• What you need to do: Return exactly those lines of the material below that fall between the line holding "The service MUST place a point on the rocky" and the line holding "The service MUST place a point on the distant", inclusive.

• Provided information:
^^^^^^^^
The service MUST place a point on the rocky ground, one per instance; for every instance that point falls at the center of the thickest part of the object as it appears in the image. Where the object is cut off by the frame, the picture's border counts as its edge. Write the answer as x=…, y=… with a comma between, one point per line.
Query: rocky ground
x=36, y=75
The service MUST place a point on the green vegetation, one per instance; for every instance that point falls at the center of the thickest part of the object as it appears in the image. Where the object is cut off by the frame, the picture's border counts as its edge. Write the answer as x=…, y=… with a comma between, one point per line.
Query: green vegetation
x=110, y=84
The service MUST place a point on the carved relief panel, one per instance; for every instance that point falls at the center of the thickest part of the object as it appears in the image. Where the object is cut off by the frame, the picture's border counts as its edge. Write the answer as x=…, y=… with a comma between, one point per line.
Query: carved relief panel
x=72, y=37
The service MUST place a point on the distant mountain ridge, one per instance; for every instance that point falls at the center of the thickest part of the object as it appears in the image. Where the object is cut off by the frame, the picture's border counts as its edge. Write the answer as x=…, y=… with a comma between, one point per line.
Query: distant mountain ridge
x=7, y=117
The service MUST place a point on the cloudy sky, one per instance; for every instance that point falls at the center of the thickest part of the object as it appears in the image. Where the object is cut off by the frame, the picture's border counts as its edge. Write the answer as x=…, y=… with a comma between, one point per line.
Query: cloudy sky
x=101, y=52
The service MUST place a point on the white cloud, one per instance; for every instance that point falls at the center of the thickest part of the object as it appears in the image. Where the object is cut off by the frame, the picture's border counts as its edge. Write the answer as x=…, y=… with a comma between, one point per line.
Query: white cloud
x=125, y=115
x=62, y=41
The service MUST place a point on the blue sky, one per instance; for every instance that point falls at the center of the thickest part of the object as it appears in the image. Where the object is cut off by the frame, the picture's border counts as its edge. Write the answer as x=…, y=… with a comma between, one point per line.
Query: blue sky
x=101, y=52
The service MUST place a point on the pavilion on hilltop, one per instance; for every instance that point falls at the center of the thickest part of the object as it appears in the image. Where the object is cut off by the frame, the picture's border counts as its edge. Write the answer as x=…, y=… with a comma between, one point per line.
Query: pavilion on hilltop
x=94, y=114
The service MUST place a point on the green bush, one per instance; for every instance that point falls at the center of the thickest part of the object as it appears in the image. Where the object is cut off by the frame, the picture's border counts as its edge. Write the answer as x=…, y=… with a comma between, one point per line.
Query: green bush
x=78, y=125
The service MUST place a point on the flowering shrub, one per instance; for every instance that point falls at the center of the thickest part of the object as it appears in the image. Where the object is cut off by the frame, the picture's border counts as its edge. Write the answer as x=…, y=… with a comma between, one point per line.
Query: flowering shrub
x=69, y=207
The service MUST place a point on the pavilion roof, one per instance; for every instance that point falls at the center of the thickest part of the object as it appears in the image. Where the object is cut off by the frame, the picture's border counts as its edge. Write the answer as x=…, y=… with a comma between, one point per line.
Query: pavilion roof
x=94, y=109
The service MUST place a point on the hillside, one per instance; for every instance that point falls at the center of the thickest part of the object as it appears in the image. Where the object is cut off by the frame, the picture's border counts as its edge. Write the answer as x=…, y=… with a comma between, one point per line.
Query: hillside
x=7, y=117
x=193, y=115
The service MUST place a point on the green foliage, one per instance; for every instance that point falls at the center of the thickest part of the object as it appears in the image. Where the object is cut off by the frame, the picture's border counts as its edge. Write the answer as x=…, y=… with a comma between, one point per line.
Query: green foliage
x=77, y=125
^^^^^^^^
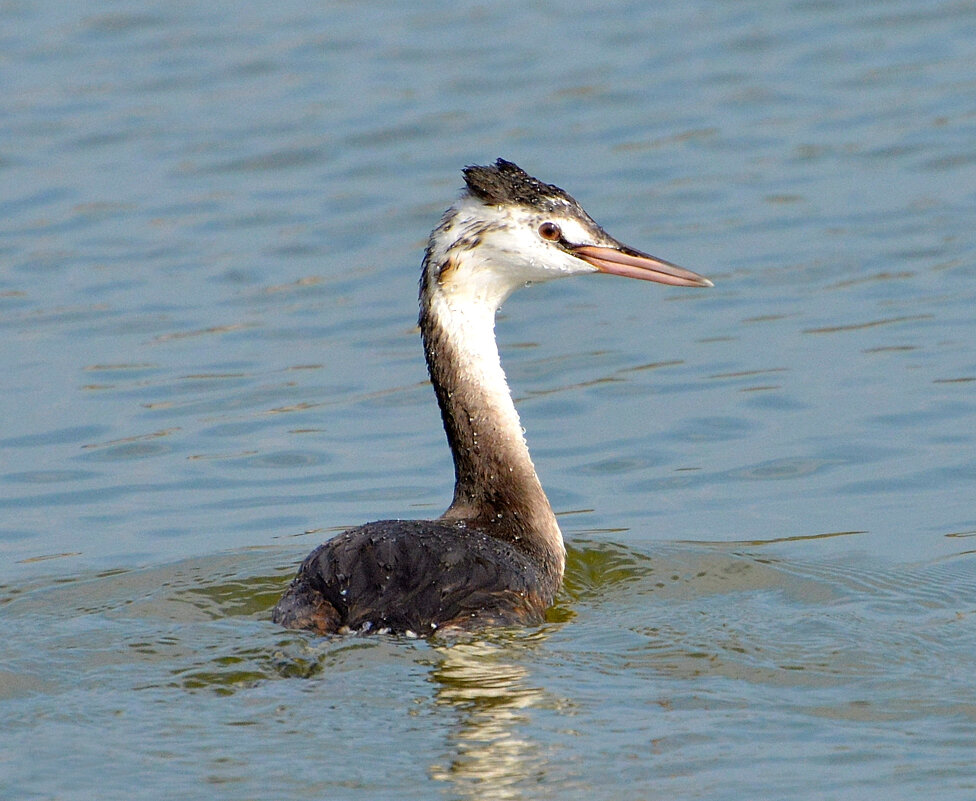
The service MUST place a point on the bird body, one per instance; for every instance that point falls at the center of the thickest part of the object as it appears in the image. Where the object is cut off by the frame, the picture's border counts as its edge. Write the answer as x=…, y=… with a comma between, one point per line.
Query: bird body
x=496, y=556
^^^^^^^^
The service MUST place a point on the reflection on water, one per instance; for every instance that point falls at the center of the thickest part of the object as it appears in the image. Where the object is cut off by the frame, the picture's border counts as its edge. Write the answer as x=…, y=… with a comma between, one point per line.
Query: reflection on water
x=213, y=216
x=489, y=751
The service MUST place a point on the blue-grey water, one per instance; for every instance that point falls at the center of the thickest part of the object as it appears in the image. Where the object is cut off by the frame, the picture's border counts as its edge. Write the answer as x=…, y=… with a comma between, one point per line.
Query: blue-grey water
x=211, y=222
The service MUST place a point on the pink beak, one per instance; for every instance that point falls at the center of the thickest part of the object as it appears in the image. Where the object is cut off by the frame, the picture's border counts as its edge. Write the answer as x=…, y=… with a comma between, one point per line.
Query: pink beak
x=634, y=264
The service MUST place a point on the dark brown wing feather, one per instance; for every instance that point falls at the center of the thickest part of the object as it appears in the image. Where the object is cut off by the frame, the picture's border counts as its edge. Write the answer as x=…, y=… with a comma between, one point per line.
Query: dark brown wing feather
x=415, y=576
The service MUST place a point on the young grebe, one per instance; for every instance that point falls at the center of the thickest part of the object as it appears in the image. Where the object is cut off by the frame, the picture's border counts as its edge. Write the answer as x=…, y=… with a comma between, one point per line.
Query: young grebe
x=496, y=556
^^^^^^^^
• Completed exercise:
The service MUST place a point on the rocky ground, one per instance; for every instance that point falls at the center of the thickest part of the object as it appears in the image. Where the object is cut off by the frame, the picture's border counts as its edge. Write the answer as x=…, y=… with a comma between, one point per line.
Query: rocky ground
x=36, y=75
The service MUST place a point on the green vegetation, one per instance; for every instance that point falls at the center of the thickest part of the object as it appears in the image. Where the object is cut off by the frame, the picture's border counts as its edge. Write the answer as x=…, y=… with a comma between, one point per line.
Query: green vegetation
x=110, y=84
The service MUST place a point on the carved relief panel, one per instance; for every instance that point falls at the center of the thickest part of the object as it appears in the image. Where the object is cut off by the frame, the picture's border counts as its edge. Write the answer as x=…, y=… with a comma between, one point per line.
Query: carved relief panel
x=72, y=37
The service MUST place a point on the distant mountain ridge, one per instance; for every instance that point falls at the center of the thickest part of the object as it appears in the image. Where the object is cut off by the frame, the picture's border counts as its edge. Write the answer as x=…, y=… with a comma between, one point per line.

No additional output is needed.